* Work instructions *
Answer these questions about the text on Luciano Martino:
1. In what city was he born?
2. Which film marked his directorial debut?
3. What did he turn to when the sexy comedy genre declined?

* Document passage *
-- begin --

Luciano Martino (22 December 1933 – 14 August 2013) was an Italian film producer, director and screenwriter.

Biography
Born in Naples, the brother of the director and screenwriter Sergio Martino, he was active in the cinema industry since the early fifties. 

After several credits as screenwriter and assistant director he made his directorial debut with the eurospy film Secret Agent Fireball. Among the screenplays he collaborated The Whip and the Body by Mario Bava, Arizona Colt by Michele Lupo and the Lamberto Bava's giallo Delirium.  In the seventies he produced and co-wrote a long series of successful commedie sexy all'italiana including Quel gran pezzo dell'Ubalda tutta nuda e tutta calda, Giovannona Long-Thigh and The School Teacher, which launched the career of Edwige Fenech, with whom he was engaged at the time. With the decline of the genre he focused on television, producing TV series and television films.

-- end --

Point annotation dataset records:
-- begin --

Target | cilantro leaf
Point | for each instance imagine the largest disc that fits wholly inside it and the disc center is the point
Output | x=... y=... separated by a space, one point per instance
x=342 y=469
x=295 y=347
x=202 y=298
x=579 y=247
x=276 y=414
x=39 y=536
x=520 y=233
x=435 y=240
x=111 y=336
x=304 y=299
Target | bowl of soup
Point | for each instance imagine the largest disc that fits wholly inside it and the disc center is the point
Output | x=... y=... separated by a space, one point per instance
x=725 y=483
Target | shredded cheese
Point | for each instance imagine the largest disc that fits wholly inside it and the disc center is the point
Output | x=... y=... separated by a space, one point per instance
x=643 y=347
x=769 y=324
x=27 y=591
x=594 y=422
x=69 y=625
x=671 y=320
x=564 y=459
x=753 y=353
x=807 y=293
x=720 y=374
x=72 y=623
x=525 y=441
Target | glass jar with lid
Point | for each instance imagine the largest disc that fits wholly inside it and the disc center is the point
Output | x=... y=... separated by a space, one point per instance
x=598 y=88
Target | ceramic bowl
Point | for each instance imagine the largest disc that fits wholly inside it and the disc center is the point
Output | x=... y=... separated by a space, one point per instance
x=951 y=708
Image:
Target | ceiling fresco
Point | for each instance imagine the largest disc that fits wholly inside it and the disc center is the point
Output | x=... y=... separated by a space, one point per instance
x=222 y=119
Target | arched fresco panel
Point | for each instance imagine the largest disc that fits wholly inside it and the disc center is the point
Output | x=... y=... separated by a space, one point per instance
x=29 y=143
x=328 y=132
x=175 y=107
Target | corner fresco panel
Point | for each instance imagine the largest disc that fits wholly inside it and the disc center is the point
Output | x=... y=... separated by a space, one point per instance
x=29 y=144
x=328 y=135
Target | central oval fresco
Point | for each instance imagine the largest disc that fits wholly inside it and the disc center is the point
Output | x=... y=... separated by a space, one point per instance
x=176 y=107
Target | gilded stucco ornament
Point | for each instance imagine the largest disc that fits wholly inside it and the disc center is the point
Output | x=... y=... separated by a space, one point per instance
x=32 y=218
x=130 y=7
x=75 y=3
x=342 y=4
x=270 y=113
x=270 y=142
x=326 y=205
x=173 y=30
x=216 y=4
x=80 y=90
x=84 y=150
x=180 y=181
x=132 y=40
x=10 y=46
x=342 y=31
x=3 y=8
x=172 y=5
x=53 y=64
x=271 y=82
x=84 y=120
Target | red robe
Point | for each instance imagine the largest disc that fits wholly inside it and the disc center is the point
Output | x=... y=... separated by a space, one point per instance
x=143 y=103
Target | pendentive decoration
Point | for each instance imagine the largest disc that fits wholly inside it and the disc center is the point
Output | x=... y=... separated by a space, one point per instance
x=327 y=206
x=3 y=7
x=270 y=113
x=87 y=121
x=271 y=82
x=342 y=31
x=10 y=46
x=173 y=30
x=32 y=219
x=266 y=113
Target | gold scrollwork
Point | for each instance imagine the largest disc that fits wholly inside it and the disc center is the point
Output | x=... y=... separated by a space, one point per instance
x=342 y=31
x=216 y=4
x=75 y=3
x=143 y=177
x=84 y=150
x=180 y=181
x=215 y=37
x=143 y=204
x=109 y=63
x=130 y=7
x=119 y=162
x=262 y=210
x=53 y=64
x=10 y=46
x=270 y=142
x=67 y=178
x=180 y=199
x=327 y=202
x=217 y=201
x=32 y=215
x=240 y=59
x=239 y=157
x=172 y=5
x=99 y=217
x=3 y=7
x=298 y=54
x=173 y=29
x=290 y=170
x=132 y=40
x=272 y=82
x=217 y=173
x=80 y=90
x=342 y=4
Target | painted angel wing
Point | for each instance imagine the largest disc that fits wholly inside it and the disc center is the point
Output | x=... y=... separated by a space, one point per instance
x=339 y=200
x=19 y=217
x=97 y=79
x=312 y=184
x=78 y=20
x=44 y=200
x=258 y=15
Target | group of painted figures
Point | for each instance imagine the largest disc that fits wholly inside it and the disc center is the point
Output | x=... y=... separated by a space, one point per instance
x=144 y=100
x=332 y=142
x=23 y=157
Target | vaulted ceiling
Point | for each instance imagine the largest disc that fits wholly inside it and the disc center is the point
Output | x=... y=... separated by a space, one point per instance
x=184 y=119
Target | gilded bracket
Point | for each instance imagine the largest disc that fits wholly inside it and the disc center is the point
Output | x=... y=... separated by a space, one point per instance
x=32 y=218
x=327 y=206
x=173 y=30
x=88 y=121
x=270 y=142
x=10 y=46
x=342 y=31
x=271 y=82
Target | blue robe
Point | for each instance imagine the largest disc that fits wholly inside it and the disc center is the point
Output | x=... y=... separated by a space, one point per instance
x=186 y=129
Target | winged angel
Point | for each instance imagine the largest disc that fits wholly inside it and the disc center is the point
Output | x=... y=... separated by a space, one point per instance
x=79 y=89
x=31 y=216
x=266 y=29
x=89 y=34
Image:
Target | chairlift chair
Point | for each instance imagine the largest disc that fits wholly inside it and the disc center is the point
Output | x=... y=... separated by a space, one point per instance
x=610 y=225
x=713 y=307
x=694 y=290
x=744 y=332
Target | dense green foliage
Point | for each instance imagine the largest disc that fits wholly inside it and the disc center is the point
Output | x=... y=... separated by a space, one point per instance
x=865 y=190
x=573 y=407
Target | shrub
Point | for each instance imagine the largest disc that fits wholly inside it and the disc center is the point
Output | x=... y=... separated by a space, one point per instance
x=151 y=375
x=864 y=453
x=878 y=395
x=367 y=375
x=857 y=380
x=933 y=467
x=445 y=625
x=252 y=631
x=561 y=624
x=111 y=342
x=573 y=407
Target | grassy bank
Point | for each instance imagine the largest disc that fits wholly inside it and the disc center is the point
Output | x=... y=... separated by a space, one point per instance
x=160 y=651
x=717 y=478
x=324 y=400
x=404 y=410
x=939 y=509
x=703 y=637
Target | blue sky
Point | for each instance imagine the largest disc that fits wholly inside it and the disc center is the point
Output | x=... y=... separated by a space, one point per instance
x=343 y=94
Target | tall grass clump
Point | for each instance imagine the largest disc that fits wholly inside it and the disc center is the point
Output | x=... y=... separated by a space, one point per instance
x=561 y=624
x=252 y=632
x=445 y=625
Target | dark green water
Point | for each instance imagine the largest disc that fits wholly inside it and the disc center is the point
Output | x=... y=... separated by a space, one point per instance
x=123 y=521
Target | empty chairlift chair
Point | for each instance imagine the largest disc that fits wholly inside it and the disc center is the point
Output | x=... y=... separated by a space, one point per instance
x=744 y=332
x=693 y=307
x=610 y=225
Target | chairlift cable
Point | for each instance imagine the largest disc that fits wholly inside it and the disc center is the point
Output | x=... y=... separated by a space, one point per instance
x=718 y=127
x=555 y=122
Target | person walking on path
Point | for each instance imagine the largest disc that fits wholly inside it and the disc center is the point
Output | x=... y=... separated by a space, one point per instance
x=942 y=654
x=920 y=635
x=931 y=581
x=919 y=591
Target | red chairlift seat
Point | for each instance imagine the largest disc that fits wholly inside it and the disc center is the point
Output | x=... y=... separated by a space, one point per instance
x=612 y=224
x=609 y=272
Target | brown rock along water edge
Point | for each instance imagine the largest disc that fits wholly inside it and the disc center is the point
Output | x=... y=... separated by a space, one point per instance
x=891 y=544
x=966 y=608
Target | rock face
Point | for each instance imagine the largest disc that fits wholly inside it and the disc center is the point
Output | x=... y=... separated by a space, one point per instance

-- end --

* The completed task *
1. Naples
2. Secret Agent Fireball
3. Television, producing TV series and television films